» What to produce: Quote the records below word for word, leaving the pictures out.

» Data entries:
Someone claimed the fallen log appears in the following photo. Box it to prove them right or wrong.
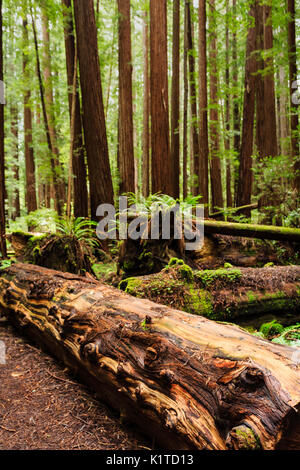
[120,259,300,324]
[204,220,300,243]
[0,264,300,450]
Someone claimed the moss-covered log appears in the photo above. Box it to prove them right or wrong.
[0,264,300,450]
[120,260,300,322]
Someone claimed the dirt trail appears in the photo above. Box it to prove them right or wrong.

» Task solution:
Someone claimed the fallen log appears in the following photo. Box it to prove them right or wrong.
[120,259,300,324]
[204,220,300,243]
[0,264,300,450]
Someone claimed the moss-covered log appears in the photo above. Box it to prove them right or wrong.
[0,264,300,450]
[120,260,300,322]
Someone claimed the dirt trail appears in the photo above. Box it to prove them right or wrong.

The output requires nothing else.